### [MATERIAL FOR THIS TASK]

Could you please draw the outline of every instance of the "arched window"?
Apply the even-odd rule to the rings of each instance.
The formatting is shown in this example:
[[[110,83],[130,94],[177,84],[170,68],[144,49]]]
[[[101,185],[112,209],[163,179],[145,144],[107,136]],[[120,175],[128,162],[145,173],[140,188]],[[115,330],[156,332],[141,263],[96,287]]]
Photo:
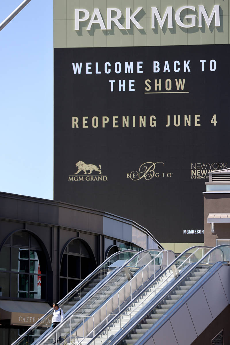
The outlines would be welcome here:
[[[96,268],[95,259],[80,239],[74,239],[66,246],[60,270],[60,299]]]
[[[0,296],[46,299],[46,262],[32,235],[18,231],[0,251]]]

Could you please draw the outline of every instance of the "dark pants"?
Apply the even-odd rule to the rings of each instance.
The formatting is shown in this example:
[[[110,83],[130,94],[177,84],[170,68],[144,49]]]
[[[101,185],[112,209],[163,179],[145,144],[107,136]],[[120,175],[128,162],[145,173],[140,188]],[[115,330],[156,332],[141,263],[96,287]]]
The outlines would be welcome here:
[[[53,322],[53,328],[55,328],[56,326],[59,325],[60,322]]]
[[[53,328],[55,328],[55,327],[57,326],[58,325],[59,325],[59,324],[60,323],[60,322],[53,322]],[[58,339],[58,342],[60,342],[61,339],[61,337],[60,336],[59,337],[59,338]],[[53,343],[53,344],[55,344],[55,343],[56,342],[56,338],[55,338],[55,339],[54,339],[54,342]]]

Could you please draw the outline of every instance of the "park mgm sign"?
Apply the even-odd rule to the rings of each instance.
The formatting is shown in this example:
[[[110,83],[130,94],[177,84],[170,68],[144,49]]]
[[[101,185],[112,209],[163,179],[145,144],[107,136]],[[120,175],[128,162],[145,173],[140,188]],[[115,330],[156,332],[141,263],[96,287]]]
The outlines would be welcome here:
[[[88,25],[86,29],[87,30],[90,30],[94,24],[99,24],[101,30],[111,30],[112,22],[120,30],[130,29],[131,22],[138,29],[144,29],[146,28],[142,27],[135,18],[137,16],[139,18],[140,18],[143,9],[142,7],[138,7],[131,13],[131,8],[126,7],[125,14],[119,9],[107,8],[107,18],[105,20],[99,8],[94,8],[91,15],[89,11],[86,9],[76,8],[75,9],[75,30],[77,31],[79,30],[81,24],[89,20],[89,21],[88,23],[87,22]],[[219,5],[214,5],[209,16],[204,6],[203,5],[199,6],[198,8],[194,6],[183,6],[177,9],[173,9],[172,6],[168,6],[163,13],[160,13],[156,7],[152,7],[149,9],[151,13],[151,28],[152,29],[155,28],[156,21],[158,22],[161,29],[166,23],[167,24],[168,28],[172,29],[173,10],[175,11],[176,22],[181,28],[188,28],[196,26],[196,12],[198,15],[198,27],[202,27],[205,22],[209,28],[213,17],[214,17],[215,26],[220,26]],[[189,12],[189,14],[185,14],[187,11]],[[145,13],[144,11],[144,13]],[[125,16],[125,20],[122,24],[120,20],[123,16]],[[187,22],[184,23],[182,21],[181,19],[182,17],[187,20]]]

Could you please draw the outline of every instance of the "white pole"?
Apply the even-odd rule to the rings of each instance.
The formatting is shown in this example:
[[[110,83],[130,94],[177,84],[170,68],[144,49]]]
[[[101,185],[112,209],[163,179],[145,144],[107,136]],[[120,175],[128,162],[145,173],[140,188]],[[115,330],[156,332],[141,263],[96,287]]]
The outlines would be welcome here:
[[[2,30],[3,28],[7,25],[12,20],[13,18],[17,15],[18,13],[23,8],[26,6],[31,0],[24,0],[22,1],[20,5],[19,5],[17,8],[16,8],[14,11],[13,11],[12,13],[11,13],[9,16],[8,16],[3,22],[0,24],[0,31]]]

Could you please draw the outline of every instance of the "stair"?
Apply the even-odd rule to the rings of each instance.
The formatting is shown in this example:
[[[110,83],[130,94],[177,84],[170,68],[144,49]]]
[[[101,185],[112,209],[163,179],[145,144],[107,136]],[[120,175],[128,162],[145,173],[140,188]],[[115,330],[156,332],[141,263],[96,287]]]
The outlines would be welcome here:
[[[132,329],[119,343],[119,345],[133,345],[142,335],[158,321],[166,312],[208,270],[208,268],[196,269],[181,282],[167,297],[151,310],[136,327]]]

==

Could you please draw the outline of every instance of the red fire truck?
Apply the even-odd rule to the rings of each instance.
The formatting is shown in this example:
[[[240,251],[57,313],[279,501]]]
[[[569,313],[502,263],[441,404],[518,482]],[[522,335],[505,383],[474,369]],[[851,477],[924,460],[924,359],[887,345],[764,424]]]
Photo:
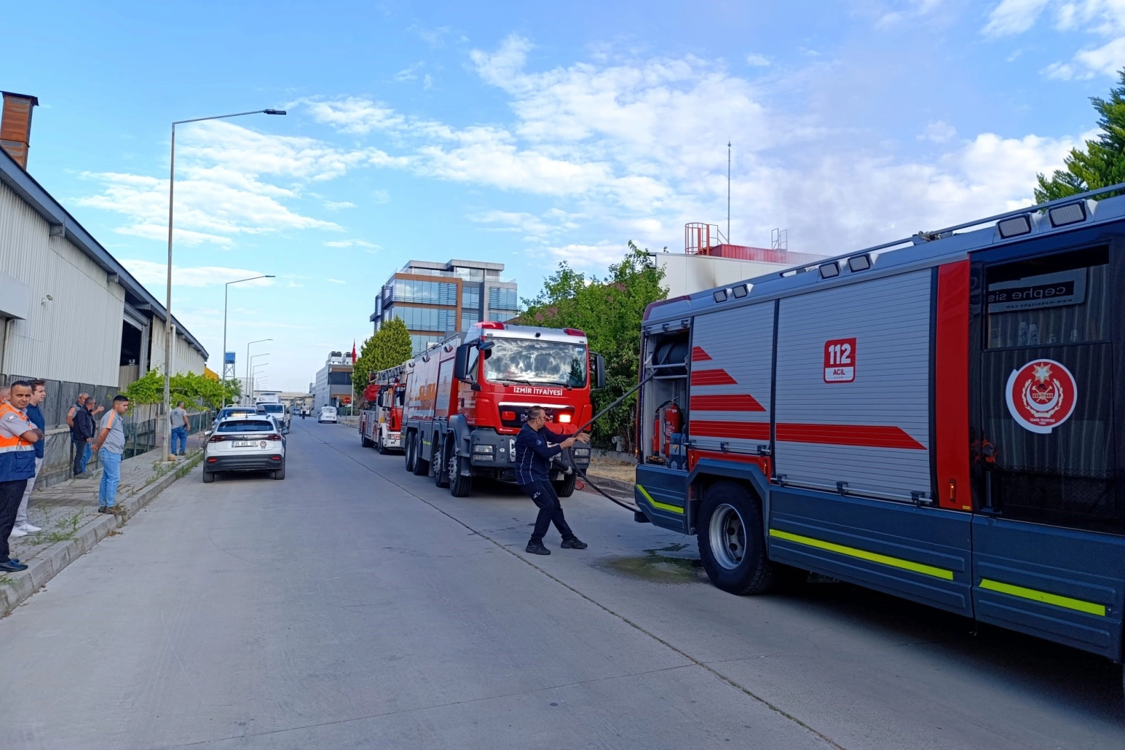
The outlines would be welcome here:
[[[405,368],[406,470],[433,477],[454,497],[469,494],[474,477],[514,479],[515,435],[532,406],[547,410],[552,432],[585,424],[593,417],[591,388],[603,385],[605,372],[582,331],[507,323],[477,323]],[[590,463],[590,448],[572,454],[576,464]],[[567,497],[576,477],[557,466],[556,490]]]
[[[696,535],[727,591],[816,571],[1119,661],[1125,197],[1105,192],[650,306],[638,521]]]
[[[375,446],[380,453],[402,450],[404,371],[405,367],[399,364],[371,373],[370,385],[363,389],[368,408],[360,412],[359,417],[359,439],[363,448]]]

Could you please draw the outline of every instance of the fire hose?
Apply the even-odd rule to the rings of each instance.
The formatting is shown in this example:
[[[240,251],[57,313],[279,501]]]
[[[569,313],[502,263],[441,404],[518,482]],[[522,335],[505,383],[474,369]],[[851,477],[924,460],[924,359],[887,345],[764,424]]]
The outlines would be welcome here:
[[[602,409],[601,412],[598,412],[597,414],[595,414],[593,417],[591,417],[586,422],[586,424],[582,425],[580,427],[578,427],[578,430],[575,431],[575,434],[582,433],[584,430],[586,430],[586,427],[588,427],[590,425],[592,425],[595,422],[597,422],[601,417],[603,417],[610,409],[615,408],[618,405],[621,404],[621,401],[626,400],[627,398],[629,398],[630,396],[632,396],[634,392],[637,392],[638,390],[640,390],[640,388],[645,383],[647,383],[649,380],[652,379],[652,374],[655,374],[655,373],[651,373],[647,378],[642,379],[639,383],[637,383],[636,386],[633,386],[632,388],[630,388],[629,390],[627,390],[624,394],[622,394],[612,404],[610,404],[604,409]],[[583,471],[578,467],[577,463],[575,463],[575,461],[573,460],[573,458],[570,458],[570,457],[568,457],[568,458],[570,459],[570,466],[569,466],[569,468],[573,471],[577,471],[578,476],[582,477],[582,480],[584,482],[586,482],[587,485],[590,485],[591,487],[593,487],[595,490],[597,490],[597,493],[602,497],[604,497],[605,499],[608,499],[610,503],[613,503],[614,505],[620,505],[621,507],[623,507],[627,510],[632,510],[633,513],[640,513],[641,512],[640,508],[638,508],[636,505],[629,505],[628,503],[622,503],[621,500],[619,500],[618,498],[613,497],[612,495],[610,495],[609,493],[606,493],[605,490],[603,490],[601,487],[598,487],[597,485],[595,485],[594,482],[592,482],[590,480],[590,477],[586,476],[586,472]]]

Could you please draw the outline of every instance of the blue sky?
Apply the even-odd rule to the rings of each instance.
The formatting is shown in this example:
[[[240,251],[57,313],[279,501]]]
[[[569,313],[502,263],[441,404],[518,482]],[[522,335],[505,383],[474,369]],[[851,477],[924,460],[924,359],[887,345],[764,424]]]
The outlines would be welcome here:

---

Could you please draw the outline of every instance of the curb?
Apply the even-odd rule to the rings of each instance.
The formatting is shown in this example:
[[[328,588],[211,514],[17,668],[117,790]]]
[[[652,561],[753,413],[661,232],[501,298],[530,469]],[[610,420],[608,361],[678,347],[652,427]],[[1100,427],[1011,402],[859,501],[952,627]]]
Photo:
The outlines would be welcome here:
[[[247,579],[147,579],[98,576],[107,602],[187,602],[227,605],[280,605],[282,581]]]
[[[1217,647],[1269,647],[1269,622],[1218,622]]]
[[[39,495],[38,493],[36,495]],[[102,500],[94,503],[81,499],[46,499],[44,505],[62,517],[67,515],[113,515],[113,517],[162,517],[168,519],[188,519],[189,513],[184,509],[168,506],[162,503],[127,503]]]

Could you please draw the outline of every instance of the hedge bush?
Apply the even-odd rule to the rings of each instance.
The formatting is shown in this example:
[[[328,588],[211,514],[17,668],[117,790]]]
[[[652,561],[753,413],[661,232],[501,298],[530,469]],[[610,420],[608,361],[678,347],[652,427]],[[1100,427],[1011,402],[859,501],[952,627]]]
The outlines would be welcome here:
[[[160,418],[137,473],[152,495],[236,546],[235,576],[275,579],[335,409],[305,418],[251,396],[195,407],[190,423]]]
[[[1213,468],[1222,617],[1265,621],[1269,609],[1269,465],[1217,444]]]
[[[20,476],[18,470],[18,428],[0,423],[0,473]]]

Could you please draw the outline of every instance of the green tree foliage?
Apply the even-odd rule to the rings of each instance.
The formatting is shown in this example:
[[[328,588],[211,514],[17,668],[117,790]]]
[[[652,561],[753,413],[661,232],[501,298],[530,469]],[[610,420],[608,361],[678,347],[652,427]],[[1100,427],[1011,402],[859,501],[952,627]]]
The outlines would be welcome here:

### [YOUR TASK]
How many lines of the records contain the word "please"? Reply with the number alone.

### [COMPLETE RESPONSE]
11